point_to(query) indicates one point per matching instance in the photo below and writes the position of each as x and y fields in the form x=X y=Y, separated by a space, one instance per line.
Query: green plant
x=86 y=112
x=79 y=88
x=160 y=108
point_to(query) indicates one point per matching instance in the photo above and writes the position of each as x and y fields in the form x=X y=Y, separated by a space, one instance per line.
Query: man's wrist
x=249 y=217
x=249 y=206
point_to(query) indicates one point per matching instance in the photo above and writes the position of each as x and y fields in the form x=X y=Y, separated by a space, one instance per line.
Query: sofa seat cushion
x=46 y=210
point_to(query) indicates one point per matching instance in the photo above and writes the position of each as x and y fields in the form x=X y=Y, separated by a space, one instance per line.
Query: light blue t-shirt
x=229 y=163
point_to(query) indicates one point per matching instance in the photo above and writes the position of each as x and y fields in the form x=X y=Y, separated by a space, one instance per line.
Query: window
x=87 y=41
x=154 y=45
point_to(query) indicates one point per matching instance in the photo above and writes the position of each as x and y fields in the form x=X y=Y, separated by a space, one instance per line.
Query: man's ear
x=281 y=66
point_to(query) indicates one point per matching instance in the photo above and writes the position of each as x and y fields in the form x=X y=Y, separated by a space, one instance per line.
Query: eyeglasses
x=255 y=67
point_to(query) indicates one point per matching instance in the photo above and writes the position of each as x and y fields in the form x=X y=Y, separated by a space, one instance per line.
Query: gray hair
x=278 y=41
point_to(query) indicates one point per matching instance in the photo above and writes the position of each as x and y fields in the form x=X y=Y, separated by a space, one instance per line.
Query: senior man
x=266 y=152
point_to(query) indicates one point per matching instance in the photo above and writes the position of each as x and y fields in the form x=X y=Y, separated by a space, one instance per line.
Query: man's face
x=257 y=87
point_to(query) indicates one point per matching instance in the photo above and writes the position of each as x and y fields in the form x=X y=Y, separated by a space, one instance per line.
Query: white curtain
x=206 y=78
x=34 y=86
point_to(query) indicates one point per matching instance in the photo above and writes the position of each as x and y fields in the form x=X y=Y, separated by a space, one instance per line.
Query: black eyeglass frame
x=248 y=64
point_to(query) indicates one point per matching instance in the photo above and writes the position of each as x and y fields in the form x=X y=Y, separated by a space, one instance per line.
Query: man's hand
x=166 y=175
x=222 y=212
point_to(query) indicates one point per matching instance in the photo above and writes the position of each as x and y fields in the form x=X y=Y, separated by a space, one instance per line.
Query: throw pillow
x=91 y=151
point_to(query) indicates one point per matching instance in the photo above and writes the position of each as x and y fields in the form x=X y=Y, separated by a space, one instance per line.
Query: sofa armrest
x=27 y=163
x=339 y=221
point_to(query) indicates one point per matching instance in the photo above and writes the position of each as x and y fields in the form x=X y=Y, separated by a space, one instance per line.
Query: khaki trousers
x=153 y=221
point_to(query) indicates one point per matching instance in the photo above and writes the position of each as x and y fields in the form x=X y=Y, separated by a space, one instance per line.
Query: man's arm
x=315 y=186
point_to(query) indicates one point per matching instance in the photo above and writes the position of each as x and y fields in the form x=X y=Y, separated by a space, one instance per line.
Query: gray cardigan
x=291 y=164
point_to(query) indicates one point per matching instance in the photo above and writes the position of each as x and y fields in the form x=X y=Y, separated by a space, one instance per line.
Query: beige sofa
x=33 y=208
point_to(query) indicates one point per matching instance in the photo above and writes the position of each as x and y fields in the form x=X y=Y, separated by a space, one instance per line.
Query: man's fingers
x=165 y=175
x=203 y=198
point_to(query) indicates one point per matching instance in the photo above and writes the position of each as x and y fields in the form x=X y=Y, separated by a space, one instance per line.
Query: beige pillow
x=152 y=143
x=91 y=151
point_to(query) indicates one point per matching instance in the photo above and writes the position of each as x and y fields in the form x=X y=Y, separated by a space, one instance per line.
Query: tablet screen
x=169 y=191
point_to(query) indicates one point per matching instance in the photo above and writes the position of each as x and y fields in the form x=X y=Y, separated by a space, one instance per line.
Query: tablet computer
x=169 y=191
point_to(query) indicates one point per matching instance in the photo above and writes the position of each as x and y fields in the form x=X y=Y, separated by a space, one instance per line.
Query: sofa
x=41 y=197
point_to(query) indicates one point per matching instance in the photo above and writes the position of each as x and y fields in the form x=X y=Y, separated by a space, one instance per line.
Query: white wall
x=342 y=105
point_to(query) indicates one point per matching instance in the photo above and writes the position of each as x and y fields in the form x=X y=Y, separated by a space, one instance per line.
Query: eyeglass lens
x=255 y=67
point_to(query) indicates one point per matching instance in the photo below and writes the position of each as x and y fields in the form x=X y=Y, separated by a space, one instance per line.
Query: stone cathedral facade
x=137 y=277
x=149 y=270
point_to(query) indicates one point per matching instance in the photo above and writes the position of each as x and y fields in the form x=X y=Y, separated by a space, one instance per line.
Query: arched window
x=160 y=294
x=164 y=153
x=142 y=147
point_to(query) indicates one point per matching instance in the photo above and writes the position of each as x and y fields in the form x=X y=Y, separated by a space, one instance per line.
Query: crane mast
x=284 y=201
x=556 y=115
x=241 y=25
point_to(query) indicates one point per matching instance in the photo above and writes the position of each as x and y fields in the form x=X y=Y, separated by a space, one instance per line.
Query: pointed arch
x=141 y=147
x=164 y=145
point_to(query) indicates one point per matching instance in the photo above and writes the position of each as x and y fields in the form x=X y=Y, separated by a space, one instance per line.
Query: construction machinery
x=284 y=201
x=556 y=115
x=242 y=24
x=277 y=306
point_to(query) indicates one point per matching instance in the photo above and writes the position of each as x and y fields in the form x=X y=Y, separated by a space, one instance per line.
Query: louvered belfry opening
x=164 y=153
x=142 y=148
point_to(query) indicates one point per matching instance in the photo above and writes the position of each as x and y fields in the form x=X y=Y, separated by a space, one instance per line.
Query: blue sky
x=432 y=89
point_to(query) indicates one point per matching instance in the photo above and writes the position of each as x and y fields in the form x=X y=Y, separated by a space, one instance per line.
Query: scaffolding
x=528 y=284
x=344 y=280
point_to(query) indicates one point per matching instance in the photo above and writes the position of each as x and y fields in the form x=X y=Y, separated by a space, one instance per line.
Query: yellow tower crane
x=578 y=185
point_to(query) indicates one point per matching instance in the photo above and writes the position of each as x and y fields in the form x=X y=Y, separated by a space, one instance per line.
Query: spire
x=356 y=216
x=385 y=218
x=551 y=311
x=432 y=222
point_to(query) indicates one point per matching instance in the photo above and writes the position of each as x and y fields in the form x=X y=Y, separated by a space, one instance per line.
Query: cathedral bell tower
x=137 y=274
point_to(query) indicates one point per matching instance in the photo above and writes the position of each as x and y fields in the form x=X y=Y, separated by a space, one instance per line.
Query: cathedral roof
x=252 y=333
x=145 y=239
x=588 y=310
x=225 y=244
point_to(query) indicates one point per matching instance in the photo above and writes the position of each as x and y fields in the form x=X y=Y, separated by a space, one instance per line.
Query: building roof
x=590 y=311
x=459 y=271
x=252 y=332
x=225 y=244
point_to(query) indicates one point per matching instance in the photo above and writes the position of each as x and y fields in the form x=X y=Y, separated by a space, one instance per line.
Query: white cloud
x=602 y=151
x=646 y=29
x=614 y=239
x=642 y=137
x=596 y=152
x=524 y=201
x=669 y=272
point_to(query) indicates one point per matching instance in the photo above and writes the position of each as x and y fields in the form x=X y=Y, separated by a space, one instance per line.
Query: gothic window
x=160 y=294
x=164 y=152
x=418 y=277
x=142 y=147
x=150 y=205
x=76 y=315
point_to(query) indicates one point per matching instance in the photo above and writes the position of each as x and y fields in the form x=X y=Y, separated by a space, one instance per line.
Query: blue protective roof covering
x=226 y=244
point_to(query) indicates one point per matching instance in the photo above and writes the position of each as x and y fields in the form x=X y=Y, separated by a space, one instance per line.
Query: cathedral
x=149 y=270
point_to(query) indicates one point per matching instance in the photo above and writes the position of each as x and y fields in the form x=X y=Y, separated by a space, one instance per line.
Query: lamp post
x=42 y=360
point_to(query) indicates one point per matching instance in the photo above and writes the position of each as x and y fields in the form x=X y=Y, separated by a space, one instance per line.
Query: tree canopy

→ **Aim**
Reproduce every line from the start of the records through the line that contains "x=160 y=108", with 42 added to each coordinate value in the answers and all other text kept unchanged.

→ **Task result**
point_to(query) indicates one point per matching instance in the photo below and writes the position of each as x and y fields in the form x=X y=Y, separated by a space, one instance per line.
Query: green plant
x=128 y=154
x=121 y=130
x=202 y=150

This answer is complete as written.